**DIRECTIVE**: Please write out again, word for word, the items in the part that opens with the line containing "the carved cornice?" and closes with the line containing "[105,27,116,37]", both of those lines included. Leave the pictures out of your answer.

◇ ◇ ◇ ◇ ◇

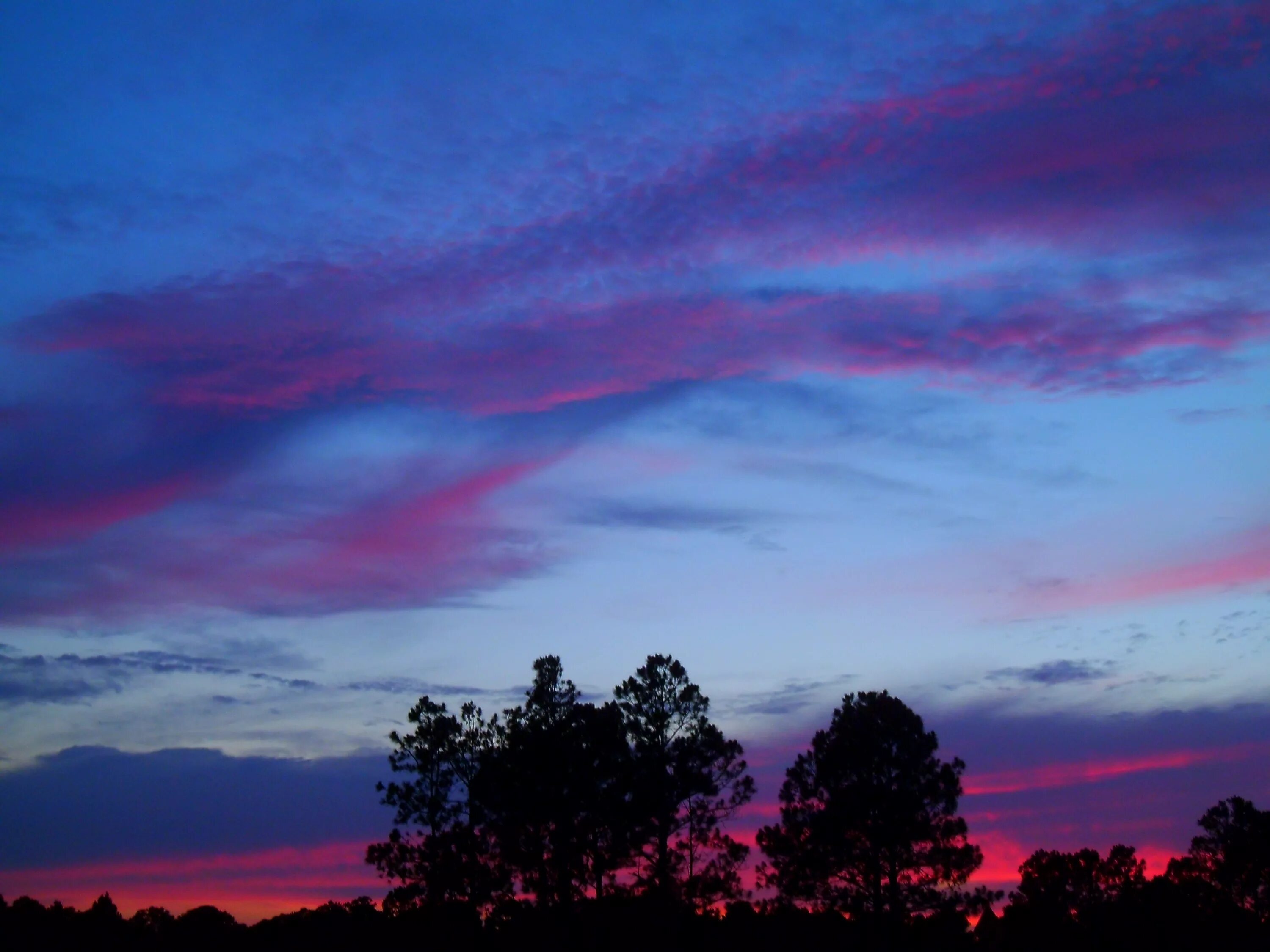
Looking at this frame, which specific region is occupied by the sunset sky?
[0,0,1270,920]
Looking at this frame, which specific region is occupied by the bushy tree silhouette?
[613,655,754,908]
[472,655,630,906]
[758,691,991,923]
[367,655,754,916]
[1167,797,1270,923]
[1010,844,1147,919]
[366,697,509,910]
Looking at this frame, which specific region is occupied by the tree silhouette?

◇ ◇ ◇ ◇ ◇

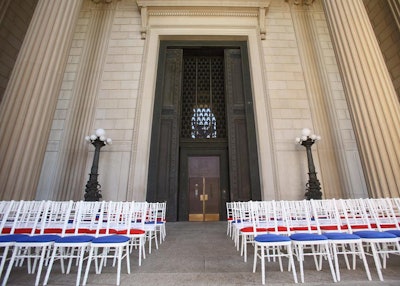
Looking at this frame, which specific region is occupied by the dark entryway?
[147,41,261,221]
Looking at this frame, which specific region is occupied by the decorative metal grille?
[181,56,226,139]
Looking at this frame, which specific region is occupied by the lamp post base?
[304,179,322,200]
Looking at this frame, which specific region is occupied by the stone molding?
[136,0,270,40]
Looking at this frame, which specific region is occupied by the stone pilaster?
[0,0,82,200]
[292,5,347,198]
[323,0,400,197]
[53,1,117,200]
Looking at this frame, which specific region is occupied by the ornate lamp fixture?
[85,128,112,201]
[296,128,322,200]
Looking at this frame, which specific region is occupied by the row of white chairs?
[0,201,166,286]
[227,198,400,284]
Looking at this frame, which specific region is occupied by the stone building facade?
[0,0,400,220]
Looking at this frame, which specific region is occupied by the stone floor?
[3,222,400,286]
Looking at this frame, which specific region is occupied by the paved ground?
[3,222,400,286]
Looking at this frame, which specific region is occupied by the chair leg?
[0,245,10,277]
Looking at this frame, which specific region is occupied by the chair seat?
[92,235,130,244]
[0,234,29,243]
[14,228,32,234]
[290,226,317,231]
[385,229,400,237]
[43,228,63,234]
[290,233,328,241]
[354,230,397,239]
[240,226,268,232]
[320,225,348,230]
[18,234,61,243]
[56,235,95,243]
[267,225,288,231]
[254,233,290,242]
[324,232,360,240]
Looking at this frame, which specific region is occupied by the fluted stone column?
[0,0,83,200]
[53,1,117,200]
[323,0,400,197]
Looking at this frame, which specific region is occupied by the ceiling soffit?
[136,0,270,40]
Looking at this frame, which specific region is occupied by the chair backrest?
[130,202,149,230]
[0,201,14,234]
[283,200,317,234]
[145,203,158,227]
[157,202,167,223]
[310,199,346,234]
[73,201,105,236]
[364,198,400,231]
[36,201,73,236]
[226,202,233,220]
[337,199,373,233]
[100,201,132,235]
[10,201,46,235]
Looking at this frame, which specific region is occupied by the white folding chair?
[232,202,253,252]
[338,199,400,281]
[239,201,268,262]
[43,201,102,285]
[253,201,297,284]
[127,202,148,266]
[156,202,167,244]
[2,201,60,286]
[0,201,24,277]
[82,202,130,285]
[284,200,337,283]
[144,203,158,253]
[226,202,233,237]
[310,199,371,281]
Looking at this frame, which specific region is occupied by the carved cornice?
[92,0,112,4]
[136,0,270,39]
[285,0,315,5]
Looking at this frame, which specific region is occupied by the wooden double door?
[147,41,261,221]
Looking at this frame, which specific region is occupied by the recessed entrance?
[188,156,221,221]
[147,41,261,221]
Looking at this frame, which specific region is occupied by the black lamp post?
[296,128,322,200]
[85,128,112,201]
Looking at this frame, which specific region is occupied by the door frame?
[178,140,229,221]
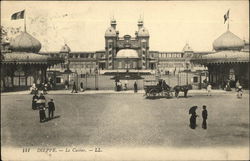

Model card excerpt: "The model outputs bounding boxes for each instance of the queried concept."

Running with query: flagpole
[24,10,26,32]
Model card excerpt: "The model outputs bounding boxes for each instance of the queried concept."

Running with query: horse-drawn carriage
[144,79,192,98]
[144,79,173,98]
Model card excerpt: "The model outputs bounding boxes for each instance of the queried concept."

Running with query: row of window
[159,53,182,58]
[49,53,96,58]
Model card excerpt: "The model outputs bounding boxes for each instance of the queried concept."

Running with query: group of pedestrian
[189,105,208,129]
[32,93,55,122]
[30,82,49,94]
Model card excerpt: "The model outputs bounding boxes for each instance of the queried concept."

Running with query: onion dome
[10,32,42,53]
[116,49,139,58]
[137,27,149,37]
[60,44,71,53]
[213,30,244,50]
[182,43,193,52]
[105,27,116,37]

◇ ◇ ◇ ◇ ◇

**EXERCISE RESPONSE**:
Looking at this frame, which specific region is occupied by the carved cornice?
[92,0,112,4]
[136,0,270,39]
[285,0,315,5]
Looking at this frame, which specific region is occupied by the wooden double door?
[147,41,261,221]
Looking at this frame, which specific region is occupied by the recessed entrance?
[188,156,221,221]
[147,41,261,221]
Looking at this frame, which specific region is occupied by the black lamp post?
[296,128,322,200]
[85,128,112,201]
Looking at this frame, which specific region is occupied by the door frame?
[178,140,229,221]

Model card excerpt: "The model outputs bounding boxes for each instance of the queried concept."

Running with query: flagpole
[24,10,26,32]
Model card excerpt: "The model outputs bounding boxes for each instance of the queried concept."

Running with query: horse-drawn carriage
[144,79,192,98]
[144,79,173,98]
Model card excerpt: "The model outputs bounding boxes for each instance of the queried concept."

Running with query: row of window
[159,53,182,58]
[49,53,96,58]
Model card excerpt: "The model outputs bounding boxes for each instance of the queried concept."

Running with query: group of pedestrian
[189,105,208,129]
[32,93,55,122]
[30,82,49,94]
Model card excerpt: "The model outputs bounding boxes for each instance of the queried concept."

Running with query: onion dome
[10,32,42,53]
[116,49,139,58]
[137,27,149,37]
[60,44,71,53]
[213,30,244,50]
[182,43,193,52]
[105,27,116,37]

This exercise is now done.